#### Rows:
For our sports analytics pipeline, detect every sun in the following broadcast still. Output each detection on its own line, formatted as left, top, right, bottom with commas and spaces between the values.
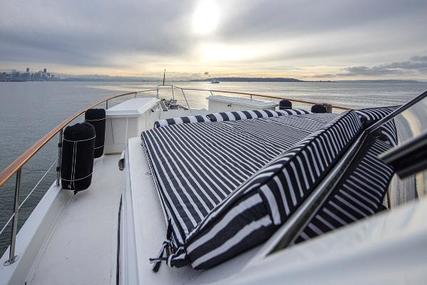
192, 0, 220, 36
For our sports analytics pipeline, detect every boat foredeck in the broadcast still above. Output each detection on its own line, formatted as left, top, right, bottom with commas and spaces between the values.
26, 155, 125, 285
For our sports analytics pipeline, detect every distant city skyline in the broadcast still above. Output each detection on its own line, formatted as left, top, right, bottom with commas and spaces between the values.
0, 0, 427, 81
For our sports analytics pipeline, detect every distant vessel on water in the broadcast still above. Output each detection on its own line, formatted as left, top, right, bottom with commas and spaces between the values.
0, 79, 427, 285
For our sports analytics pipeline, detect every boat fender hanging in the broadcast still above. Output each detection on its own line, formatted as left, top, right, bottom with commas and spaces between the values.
61, 122, 95, 193
85, 109, 106, 158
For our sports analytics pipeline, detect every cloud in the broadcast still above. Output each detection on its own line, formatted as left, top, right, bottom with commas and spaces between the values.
337, 56, 427, 76
0, 0, 427, 77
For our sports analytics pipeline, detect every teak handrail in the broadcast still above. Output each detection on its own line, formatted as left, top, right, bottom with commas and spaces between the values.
0, 89, 156, 187
0, 85, 350, 187
0, 85, 348, 265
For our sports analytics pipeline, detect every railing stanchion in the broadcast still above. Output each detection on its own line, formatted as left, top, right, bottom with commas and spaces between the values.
4, 168, 22, 265
56, 129, 64, 187
172, 84, 175, 100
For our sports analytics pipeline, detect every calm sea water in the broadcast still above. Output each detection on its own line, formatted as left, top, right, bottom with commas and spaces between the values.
0, 82, 427, 252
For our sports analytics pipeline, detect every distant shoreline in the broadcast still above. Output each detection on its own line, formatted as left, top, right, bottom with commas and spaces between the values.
0, 77, 427, 83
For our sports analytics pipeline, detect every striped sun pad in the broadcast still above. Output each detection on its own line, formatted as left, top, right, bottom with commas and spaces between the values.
142, 114, 336, 243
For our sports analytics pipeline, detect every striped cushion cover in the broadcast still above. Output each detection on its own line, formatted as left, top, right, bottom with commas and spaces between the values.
182, 112, 362, 269
356, 106, 399, 127
142, 114, 338, 266
207, 109, 310, 122
154, 115, 210, 128
295, 122, 396, 243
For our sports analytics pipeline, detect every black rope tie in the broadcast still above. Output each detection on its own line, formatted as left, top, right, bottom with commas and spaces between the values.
149, 219, 173, 272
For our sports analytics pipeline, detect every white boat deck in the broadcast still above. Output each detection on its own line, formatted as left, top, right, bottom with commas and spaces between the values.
26, 155, 125, 285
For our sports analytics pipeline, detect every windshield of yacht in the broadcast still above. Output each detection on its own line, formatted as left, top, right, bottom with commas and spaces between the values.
387, 96, 427, 205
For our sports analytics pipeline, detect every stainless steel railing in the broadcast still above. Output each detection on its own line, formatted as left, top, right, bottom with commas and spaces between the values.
0, 85, 348, 265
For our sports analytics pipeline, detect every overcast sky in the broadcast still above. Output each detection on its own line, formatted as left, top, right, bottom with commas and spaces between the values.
0, 0, 427, 80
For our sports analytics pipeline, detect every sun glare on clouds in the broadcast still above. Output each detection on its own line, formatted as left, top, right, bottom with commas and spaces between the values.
192, 0, 220, 36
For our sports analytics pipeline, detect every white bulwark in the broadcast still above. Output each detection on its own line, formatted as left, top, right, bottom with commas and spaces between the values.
104, 97, 160, 154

#### Prompt:
Print every one of the records above again word for word, leaving out the pictures.

#### Output for this task:
For our sports analytics pipeline, detect every sun in the following broadcast still. Output each detection on its own line, formatted as left, top, right, bottom with commas and spaces between the values.
192, 0, 220, 36
For our sports analytics pipeline, detect every boat foredeck in the broadcast still above. Output each detection on its own line, formatted as left, top, right, bottom with commas and spaces between the values.
26, 155, 125, 285
For our sports analytics pipeline, detect every distant city skyline in the broadcast still above. Output each detection on its own line, formatted as left, top, right, bottom with commas and spaces between the values.
0, 0, 427, 81
For our sports analytics pipeline, detect every distant vessel on water in the broadcast still above. Output each detection on its own line, formatted as left, top, right, bottom with commas and spaces between the values.
0, 79, 427, 285
For our sports analytics pipeline, detect every boat fender hanging in the broadcast still above. Output each detection on its own line, formatted as left, top, right, bottom with commas and spaces between the values.
61, 122, 95, 193
85, 109, 106, 158
For our sports analytics pipeline, detect every cloud in the broadcast still above. Output each detection on its own line, formatted as left, top, right, bottom with commas and spaces between the values.
337, 56, 427, 76
0, 0, 427, 77
For our sports analytics pipeline, detect every teak handrail in the broadcast still above. Output each detection on its own line, formatted as left, top, right, bottom with commas and spaces between the values.
0, 89, 156, 187
0, 85, 350, 187
0, 85, 348, 265
For our sports analytics pipeline, detect every railing stanchion in the broadcast still above. Output each detection on its own line, formatted as left, top, right, bottom with commas and spaces between the values.
4, 168, 22, 265
56, 129, 64, 187
172, 84, 175, 100
For our sports analytics pipeline, detect every calm sea water in the broadcast still above. Output each detection on its own line, formatted as left, top, right, bottom with commas and spaces between the values.
0, 82, 427, 252
For our sports analytics pipeline, detect every distant shoreline in the broadcast still above. Output each detection on its own line, formatted as left, top, right, bottom with commas and spaces between the values.
0, 77, 427, 83
For our sports analytics pipeline, detect every striped sun pad in the broadcast still above. Output each detection on its own line, formatted as left, top, right, bottom with commas and spaces between the values.
142, 114, 336, 243
For our sports analytics pipeline, detect every striped cushion cover in the broadcast still above. Output each detection on its own line, formatted as left, top, right, bottom with commas and spaces between the values.
182, 112, 362, 269
356, 106, 399, 127
142, 114, 338, 266
207, 109, 310, 122
154, 115, 210, 128
295, 122, 396, 243
For our sports analytics pipeline, detect every black rope tie in the broadcast still above. Output each detection on its own line, formatted as left, top, right, bottom with commas and spaces between the values.
149, 219, 173, 272
For our sports analytics pipeline, detect every white boat deck in the broadcast still above. Output each detection on its own line, formatted as left, top, right, bottom with commas and spaces between the values.
26, 155, 125, 285
For our sports analytics pipeline, detect every windshield of yacht in the broadcast still above. Output each detection on its own line, formatted as left, top, right, bottom with commas and spaces between the values.
387, 96, 427, 205
For our sports analytics pipeline, detect every stainless steel railing in the broadcast still above. Output each detection on its own line, formatted as left, top, right, bottom with commas and spaces between the values.
0, 85, 348, 265
For our sports analytics pipeline, detect every overcast sky in the broadcast still above. Output each detection on its own line, formatted as left, top, right, bottom with commas and spaces between the values.
0, 0, 427, 80
For our sports analytics pipeline, detect every sun glare on clouds in the broadcast still above. Output each detection on its own line, formatted as left, top, right, bottom with commas and spaces between the values.
192, 0, 220, 36
For our sports analytics pipeline, detect every white bulwark in the broadcast still above. Output each detection on its own line, formatted as left, top, right, bottom with commas and spaces between the values.
104, 97, 160, 154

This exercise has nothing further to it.